STATED EXERCISE:
Copy the items from the line with "Agricultural drone survey: scan the aerial photo for gray" up to and including the line with "326, 321, 920, 571", swapping "Multiple" for "Several" and changing nothing else.

[Image box annotation records]
+ + + + +
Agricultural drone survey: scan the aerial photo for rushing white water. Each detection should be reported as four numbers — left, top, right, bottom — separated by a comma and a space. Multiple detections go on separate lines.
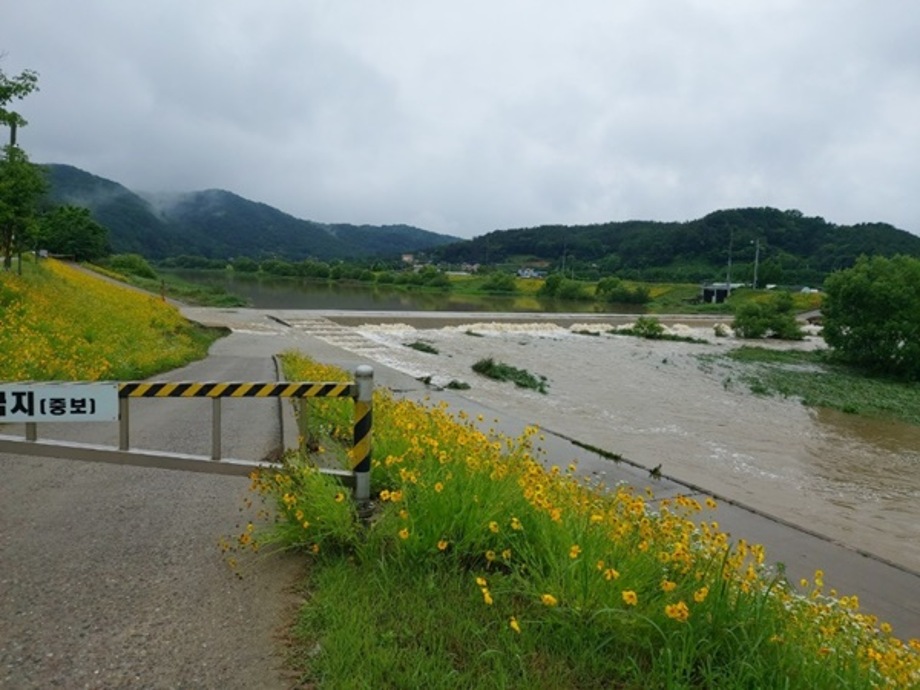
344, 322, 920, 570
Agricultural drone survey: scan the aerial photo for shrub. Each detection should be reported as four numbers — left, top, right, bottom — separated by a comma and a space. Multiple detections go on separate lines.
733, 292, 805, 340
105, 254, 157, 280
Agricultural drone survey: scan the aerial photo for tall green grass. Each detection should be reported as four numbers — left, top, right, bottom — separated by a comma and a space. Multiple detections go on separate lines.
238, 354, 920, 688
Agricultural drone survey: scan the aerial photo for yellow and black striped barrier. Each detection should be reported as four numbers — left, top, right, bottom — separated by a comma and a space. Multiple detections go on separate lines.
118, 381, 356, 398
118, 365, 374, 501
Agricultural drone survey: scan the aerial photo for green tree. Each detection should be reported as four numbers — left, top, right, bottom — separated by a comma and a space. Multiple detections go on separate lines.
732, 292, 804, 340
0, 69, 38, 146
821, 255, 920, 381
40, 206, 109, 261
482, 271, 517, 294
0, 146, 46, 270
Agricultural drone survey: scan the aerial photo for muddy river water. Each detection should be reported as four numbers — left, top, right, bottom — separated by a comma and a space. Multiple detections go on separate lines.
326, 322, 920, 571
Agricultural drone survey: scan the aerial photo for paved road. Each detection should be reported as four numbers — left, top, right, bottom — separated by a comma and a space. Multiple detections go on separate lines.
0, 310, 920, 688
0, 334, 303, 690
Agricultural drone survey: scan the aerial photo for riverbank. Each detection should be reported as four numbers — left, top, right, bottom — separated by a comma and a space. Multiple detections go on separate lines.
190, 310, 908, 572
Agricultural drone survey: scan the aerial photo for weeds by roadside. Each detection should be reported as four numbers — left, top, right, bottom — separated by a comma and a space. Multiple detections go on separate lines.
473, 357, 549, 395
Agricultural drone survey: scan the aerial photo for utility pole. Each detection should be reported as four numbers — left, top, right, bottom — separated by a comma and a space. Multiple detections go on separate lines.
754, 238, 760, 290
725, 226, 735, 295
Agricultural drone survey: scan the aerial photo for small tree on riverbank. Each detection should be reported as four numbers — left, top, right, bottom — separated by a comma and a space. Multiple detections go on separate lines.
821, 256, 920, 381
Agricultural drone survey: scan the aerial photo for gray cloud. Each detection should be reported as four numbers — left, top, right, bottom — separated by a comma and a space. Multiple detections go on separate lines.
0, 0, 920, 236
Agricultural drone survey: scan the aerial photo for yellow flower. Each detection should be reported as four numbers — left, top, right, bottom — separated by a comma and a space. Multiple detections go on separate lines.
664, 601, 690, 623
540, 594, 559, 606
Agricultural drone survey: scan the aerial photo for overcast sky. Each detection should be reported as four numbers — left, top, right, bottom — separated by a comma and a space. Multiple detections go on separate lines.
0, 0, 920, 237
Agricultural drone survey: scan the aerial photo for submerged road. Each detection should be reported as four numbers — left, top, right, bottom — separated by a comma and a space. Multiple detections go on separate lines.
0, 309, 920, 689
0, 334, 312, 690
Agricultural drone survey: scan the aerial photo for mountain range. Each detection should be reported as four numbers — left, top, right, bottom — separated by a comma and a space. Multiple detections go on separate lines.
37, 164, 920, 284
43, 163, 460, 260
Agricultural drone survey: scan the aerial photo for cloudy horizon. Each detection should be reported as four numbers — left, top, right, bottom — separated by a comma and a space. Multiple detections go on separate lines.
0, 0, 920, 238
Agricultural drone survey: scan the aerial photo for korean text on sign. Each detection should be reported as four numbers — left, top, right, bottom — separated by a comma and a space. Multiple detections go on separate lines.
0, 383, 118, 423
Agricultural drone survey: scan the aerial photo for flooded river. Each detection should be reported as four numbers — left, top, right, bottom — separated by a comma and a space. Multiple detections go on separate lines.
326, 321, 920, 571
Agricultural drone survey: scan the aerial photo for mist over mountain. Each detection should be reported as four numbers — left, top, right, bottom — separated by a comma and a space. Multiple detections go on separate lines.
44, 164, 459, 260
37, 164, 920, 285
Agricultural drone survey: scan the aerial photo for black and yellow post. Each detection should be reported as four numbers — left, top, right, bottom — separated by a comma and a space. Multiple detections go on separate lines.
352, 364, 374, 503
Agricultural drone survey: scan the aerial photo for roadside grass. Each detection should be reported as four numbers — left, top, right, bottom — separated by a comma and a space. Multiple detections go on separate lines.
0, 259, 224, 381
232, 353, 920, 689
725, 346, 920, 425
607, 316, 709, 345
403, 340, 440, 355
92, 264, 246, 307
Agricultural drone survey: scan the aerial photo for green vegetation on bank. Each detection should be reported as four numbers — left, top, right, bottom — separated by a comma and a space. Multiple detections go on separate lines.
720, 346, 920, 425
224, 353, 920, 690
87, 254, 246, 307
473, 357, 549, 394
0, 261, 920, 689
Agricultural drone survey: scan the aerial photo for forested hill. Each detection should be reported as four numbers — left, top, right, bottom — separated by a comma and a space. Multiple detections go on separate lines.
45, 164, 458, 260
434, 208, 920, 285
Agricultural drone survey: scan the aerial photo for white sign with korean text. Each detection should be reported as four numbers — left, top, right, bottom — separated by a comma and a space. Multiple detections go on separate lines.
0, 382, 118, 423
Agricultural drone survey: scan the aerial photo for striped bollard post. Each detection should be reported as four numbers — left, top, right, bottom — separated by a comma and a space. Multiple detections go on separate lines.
+ + + + +
WORKED SOLUTION:
Agricultural drone survey: scan the aerial photo for gray cloud. Each detection should be reported as four numbers — left, top, right, bottom — separated by a comma and a space. Several detections go on separate lines.
0, 0, 920, 236
Agricultural drone survey: scan the aerial photo for yellow flower. Each detection should be reported as four numbers — left, top, right, bottom — separated by a comma and a space. Several detections go on separate lines.
664, 601, 690, 623
540, 594, 559, 606
Agricultural drone survey: scan the aerial photo for overcast sky. Each detection should be reported as four numbers — left, top, right, bottom — separated by a comma and a space. Several detections go on separate lines.
0, 0, 920, 237
Agricultural drone survey: scan the aerial photo for submerged road. Each detection should be reported as four numbers — left, top, right, bottom — separated by a comma and a space. Several detections go on separate lines.
0, 309, 920, 689
0, 334, 312, 690
Agricultural drone survey: scan the aerial photo for mountain range. Each detection should be reported as four numbers — left, top, right, bottom — separated by a comma and a space. Several detections go on separate lines.
37, 164, 920, 284
43, 163, 460, 260
Agricultural drone survey: scan the aerial photo for cloudy horizon. Each detection should be reported as four numbers — left, top, right, bottom — separated by a comma and a space. Several detections go on separate lines.
0, 0, 920, 238
Agricultural drone survey: scan the aerial photo for korean text on sign. Each detection should be reported as four numbers — left, top, right, bottom — separated by a comma and a space. Several detections go on separate lines.
0, 383, 118, 423
Agricultural drone survey: scan the aerial photo for flooded river. Each detection should be reported as four numbers — left, top, right, bottom — separated by a comma and a space. Several detections go on separate lines.
326, 321, 920, 571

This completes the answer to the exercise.